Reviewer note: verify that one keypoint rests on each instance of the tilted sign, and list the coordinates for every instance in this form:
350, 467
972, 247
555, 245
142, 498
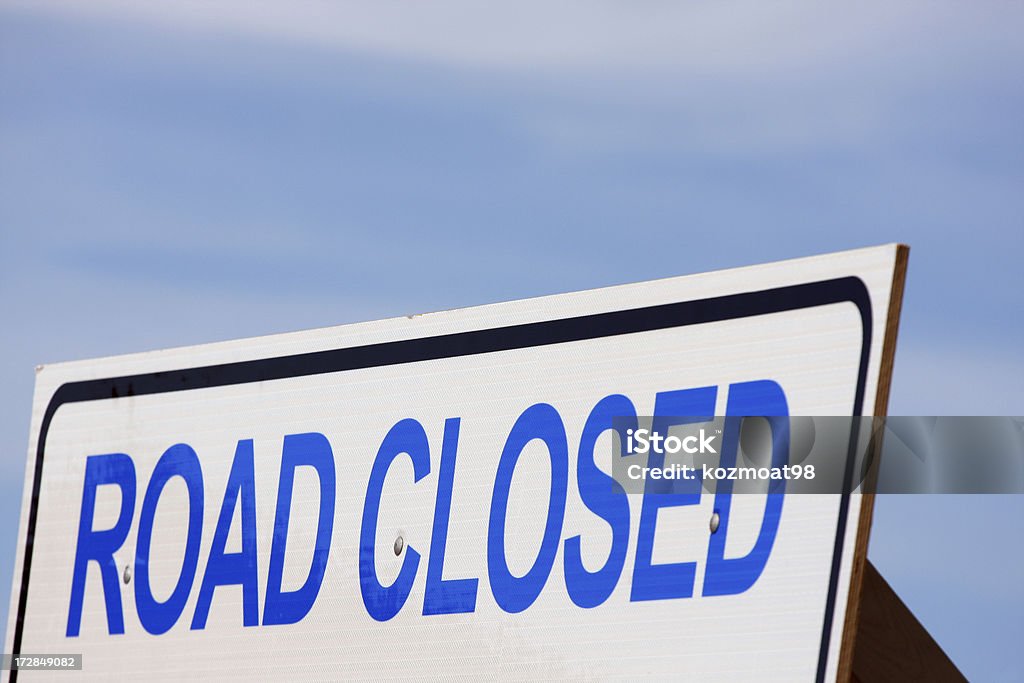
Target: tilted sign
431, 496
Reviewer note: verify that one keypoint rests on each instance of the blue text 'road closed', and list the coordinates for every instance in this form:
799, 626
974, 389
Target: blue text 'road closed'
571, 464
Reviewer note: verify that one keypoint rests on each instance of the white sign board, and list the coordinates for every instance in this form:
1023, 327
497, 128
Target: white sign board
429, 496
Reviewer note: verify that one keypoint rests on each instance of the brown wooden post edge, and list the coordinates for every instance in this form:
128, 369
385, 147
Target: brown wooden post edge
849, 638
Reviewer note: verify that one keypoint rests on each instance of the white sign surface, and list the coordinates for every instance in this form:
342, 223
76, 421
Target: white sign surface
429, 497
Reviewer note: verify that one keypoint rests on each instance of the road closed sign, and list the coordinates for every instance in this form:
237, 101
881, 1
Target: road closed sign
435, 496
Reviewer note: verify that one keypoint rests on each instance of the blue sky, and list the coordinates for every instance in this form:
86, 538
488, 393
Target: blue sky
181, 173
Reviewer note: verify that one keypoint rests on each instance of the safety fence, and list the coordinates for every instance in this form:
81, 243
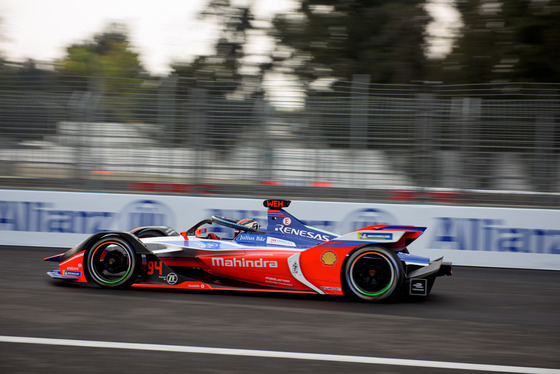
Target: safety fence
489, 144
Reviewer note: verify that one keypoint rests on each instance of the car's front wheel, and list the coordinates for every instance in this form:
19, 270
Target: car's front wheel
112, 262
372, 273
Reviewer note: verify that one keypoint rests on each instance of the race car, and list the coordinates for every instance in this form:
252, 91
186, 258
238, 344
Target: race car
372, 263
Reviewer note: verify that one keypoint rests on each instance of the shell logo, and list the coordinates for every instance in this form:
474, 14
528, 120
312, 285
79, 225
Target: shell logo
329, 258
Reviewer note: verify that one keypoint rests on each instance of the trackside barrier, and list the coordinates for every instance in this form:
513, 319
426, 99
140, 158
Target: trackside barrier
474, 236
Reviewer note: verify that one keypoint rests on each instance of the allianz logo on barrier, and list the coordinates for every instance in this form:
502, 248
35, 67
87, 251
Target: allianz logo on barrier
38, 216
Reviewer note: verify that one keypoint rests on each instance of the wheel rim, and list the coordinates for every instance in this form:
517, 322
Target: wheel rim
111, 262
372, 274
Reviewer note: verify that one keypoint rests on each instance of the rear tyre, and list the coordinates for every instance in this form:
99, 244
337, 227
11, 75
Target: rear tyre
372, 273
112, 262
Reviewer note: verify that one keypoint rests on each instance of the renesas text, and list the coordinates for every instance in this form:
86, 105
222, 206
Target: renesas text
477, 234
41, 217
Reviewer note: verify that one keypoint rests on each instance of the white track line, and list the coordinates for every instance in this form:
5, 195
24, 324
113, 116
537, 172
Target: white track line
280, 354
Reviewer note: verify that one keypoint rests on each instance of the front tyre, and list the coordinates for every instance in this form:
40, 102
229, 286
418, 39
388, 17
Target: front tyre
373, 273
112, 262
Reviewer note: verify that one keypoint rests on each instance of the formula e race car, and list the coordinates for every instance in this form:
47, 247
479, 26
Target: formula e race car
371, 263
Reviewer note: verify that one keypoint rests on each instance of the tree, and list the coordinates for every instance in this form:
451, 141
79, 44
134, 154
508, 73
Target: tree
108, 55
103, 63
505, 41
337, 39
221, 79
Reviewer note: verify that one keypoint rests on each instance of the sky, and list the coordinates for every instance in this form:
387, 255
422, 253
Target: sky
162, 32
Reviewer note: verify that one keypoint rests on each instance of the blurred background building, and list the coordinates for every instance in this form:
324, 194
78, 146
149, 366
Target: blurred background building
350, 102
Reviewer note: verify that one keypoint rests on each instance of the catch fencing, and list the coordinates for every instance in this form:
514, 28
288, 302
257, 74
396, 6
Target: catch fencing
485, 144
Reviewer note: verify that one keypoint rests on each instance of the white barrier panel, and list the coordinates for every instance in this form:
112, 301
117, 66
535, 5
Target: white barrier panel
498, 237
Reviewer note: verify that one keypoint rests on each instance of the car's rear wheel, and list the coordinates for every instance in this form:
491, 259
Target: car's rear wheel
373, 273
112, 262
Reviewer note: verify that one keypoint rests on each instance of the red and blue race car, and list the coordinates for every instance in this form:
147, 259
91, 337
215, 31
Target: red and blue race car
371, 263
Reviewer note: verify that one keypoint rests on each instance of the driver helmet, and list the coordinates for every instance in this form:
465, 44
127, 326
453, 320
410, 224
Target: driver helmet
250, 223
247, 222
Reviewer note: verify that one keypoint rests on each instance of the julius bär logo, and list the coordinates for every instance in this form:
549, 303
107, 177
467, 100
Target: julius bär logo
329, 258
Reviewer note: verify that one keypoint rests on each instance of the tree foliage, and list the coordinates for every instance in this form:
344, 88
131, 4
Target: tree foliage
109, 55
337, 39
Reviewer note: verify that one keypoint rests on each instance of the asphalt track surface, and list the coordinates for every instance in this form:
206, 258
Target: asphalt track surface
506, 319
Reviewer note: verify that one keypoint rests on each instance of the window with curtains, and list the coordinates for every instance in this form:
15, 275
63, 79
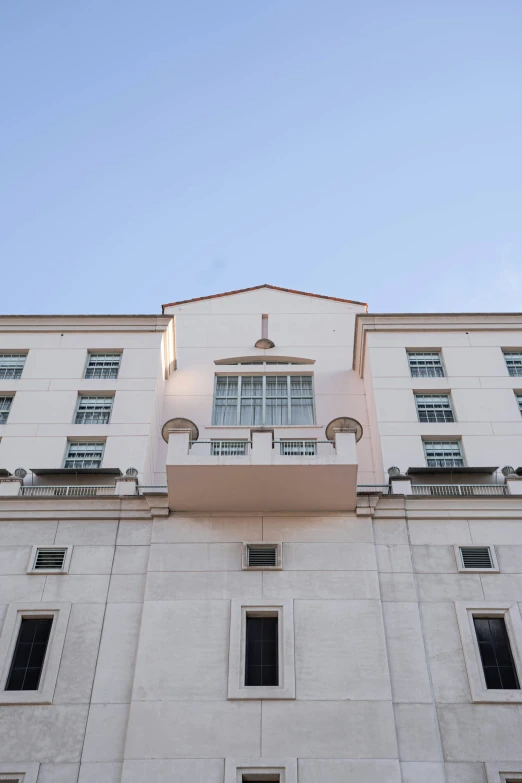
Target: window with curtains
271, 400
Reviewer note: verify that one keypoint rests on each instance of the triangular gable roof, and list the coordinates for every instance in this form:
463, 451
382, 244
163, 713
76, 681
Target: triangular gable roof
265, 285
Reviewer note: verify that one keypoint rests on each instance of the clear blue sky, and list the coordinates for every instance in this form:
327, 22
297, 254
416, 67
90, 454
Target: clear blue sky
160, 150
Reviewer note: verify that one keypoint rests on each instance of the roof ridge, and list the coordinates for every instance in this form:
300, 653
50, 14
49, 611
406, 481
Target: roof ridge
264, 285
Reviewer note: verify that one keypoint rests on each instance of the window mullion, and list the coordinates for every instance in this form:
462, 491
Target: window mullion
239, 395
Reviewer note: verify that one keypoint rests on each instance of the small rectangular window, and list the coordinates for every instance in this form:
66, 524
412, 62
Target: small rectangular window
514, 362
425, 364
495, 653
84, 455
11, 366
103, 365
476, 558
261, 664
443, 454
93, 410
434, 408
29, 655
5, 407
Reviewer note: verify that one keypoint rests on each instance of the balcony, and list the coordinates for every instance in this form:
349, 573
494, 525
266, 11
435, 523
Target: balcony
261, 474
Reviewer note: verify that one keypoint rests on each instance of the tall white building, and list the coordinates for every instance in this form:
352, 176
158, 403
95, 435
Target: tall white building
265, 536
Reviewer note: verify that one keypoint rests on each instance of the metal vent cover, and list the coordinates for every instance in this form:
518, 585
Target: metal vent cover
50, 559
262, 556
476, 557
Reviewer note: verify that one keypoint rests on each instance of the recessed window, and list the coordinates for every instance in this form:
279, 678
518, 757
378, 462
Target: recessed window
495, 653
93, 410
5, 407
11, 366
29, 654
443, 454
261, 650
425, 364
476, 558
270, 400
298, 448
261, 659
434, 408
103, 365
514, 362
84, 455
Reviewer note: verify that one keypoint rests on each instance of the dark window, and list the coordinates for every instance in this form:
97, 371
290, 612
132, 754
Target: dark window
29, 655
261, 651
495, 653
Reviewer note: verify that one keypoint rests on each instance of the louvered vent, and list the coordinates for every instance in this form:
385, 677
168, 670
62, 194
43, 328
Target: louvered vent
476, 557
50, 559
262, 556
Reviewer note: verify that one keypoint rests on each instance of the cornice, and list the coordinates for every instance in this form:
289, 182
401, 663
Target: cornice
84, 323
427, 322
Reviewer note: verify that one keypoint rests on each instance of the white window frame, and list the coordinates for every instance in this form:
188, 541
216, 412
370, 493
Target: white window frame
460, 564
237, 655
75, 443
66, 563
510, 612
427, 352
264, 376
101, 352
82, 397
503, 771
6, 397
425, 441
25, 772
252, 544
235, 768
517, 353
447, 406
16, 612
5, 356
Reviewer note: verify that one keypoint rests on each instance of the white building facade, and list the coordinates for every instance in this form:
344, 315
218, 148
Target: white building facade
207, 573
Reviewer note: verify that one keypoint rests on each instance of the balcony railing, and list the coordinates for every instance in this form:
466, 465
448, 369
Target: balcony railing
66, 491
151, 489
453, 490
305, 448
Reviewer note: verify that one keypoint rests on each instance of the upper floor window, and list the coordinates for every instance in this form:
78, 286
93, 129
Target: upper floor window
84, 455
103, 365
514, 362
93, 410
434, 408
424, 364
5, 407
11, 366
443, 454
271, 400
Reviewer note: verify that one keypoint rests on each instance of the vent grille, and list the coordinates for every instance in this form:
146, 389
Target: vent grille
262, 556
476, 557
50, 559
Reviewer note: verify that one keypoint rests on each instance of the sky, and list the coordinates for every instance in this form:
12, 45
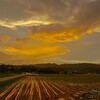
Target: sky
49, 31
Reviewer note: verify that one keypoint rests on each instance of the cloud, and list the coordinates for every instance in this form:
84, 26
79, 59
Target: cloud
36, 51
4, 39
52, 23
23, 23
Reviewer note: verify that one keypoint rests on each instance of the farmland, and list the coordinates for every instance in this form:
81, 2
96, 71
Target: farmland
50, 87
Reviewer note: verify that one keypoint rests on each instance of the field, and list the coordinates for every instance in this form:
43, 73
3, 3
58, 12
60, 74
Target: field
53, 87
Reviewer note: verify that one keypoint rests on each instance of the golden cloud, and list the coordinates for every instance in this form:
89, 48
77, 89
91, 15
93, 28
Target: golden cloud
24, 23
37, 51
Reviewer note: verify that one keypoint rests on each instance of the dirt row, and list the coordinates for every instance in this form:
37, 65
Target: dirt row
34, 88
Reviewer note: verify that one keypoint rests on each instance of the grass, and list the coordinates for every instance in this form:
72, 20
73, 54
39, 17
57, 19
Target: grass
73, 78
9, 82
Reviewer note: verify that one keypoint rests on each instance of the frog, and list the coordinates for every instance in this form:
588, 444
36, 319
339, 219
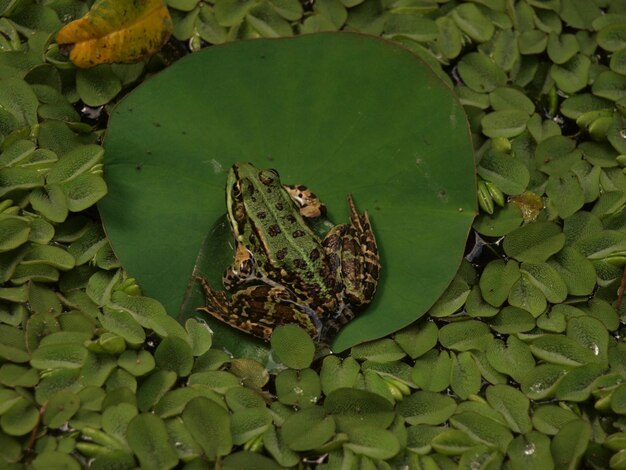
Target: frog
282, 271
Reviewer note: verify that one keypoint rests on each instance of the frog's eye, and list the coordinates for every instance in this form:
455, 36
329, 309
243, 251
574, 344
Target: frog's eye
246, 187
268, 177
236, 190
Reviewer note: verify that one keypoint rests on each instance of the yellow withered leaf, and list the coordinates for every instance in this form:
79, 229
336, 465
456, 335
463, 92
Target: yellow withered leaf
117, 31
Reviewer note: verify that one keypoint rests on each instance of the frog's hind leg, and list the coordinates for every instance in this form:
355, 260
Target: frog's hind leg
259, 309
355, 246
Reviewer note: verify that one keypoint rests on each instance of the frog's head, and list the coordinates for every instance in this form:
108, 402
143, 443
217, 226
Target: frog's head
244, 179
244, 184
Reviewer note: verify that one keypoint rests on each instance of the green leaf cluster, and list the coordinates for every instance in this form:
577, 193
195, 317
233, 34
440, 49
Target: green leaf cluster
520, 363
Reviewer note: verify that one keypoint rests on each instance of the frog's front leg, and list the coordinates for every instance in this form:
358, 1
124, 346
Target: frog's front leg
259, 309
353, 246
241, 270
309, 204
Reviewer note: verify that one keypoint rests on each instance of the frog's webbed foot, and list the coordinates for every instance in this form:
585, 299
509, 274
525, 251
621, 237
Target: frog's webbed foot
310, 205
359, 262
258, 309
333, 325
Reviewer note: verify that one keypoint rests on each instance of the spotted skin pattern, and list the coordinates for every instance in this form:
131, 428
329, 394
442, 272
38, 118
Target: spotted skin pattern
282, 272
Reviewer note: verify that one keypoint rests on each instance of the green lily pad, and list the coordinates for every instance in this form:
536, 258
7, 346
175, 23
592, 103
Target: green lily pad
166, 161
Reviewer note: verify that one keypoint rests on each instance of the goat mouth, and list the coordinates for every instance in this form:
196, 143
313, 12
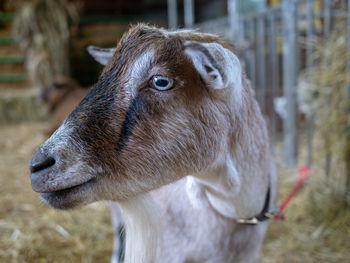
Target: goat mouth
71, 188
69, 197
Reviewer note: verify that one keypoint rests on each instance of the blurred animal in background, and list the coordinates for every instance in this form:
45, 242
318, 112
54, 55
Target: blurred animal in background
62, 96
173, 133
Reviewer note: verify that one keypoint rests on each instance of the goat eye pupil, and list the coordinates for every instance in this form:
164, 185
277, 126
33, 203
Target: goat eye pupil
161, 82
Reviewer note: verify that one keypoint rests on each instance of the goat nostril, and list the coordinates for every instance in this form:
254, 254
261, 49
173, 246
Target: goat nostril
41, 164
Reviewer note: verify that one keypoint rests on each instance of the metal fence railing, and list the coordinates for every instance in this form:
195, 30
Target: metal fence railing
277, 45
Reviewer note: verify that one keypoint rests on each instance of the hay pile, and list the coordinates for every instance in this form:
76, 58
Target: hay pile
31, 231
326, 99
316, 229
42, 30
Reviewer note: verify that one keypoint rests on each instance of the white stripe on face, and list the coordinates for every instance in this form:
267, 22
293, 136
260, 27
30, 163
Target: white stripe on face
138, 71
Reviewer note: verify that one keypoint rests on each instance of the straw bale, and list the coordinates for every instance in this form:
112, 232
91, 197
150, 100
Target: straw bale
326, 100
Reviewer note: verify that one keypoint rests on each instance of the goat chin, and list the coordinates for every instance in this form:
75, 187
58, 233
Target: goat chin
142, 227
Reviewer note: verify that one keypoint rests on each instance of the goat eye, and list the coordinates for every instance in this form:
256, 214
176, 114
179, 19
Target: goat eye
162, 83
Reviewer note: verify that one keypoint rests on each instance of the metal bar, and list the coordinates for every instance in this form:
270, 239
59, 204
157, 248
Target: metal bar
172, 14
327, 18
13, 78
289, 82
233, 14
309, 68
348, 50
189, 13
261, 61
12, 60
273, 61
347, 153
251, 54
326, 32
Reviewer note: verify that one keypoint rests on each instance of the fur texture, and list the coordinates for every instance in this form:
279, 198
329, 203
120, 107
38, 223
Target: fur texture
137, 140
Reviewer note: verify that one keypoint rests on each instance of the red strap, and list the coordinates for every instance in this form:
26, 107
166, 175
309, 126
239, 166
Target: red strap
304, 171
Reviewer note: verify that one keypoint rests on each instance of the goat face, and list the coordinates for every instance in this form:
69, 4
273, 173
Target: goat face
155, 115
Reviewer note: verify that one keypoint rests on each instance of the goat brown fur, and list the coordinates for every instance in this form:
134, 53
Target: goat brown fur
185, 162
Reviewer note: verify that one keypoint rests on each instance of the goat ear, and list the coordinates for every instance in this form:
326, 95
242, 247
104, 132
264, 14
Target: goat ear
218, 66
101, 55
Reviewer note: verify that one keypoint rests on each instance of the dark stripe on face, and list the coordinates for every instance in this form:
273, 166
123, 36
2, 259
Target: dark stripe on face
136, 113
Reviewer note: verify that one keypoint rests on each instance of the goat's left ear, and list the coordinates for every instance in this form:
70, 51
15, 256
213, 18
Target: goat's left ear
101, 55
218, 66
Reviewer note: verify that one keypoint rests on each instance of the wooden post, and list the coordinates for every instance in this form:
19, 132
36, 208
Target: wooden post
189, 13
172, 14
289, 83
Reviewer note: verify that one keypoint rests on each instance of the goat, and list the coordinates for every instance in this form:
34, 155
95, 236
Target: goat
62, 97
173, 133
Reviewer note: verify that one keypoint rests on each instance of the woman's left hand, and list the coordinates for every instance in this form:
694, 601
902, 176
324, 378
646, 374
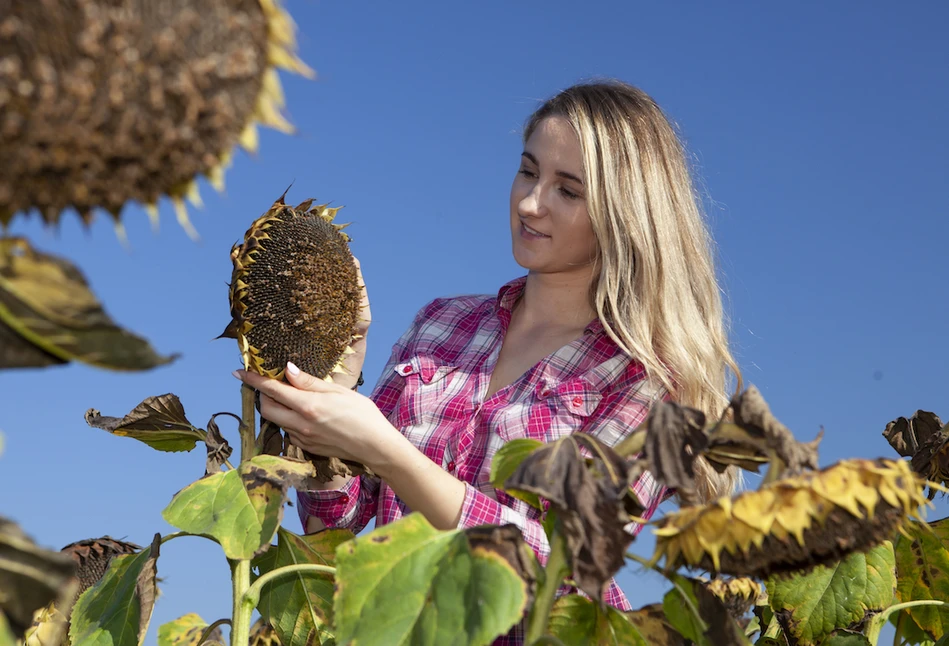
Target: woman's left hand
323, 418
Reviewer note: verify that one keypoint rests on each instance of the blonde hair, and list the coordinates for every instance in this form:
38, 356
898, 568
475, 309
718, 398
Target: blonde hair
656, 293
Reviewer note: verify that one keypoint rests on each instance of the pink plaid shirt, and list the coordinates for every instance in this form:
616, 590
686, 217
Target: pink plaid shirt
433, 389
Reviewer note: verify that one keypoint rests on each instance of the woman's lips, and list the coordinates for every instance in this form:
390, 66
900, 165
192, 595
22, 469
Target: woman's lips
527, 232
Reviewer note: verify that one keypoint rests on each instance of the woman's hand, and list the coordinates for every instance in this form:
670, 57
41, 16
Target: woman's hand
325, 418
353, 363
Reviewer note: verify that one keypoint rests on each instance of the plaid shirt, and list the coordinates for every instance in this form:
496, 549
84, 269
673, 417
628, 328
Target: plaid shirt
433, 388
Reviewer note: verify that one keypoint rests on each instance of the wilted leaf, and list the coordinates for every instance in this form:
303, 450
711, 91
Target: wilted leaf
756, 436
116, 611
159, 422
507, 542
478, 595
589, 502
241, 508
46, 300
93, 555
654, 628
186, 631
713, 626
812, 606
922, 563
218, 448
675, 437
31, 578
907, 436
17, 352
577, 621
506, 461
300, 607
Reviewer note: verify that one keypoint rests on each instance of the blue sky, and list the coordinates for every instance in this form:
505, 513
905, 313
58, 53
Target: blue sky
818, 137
○ ○ ○ ○
Exercise goal
What needs duplicating is the run of lines from the one containing "of the blonde" through the last line of the entries above, exact and complete.

Exercise response
Reviewer note: verify that one keypoint rests on each instance of the blonde hair, and list the coordinates for every instance in this form:
38, 356
898, 568
475, 309
718, 398
Target: blonde hair
656, 293
Reviewer note: verify that one keypoint rests on each instance of the pink plaid shirt, and list the coordinates for every instance in this form:
616, 590
686, 217
Target: pink plaid shirt
433, 389
Reviewer note: verify that one keypoint rests on each instance of the woman's lips, and list the coordinates for every instance in this form:
390, 66
900, 165
192, 595
22, 469
Target: woman's lips
527, 232
Reviewer note: verify that one keypoint rests on each instance of the woman's hand, and list the coordinates for every instance in this form:
670, 57
41, 16
Target: woman's hand
325, 418
353, 363
Reviewer note: verify that one keypoint rests on each instance of the plaid shirt, and list the coordinates for every instance in this form:
496, 549
84, 269
673, 417
628, 328
Target: plaid shirt
433, 388
Reviewer note: verify that one keypoint rests on each instance of the wilted leaf, and list the coordinates for every instance in this form:
303, 450
711, 91
Target: wilted leaf
756, 436
116, 611
159, 422
507, 542
478, 595
589, 502
241, 508
46, 300
93, 555
654, 628
186, 631
713, 626
812, 606
922, 563
218, 448
675, 437
31, 578
907, 436
17, 352
577, 621
506, 461
300, 607
Reviewer note: verify that one keypoint rests on each instance of the blue sky, and list the coordinates for every instance in this form:
505, 513
905, 313
58, 53
Target: blue sky
818, 137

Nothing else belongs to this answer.